(Coordinate annotation records)
>> begin

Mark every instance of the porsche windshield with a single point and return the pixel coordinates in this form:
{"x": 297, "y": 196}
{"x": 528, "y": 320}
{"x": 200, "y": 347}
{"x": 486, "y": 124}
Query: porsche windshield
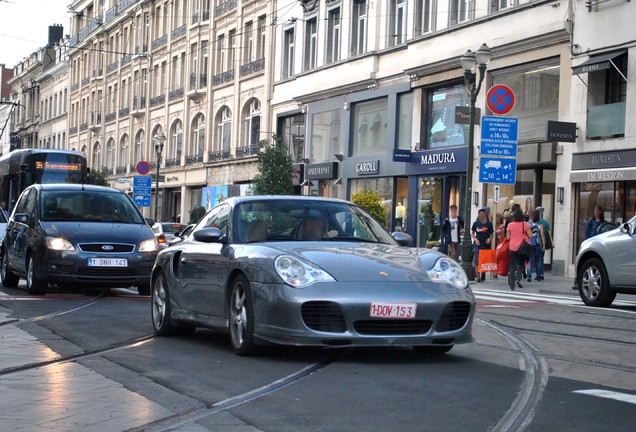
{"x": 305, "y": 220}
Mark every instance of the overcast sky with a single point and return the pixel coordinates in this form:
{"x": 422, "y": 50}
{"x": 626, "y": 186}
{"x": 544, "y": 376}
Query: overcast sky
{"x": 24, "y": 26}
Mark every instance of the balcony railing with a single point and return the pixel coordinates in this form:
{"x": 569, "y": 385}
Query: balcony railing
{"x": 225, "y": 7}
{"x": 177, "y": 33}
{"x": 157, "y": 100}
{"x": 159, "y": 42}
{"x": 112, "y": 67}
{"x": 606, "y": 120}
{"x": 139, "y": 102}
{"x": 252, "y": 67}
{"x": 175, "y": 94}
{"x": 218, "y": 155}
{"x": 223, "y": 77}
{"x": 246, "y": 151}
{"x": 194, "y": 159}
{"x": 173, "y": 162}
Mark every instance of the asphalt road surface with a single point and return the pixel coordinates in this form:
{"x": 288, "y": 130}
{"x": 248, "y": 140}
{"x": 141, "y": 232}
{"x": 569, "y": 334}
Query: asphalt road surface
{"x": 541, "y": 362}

>> end

* Exercise
Without including any pictures, please restate all the records exactly.

* Exercise result
Mark every instance of the porsche windshield with a single point and return the pixel coordinates in this form:
{"x": 297, "y": 196}
{"x": 528, "y": 320}
{"x": 200, "y": 347}
{"x": 486, "y": 124}
Query: porsche windshield
{"x": 305, "y": 220}
Mark every instance of the overcast sky with a single point and return the pixel coordinates in this form:
{"x": 422, "y": 50}
{"x": 626, "y": 186}
{"x": 544, "y": 376}
Query: overcast sky
{"x": 24, "y": 26}
Mark every instance of the balcony railing with a single point and return the pixel coordinates in this form:
{"x": 569, "y": 385}
Query: balcony railing
{"x": 225, "y": 7}
{"x": 177, "y": 33}
{"x": 157, "y": 100}
{"x": 159, "y": 42}
{"x": 112, "y": 67}
{"x": 606, "y": 120}
{"x": 139, "y": 102}
{"x": 252, "y": 67}
{"x": 175, "y": 94}
{"x": 218, "y": 155}
{"x": 223, "y": 77}
{"x": 246, "y": 151}
{"x": 194, "y": 159}
{"x": 173, "y": 162}
Mark every instance of the asphalt road surface with a single point and return the pixel coordinates in this form:
{"x": 288, "y": 130}
{"x": 248, "y": 140}
{"x": 141, "y": 232}
{"x": 569, "y": 334}
Query: asphalt road surface
{"x": 541, "y": 362}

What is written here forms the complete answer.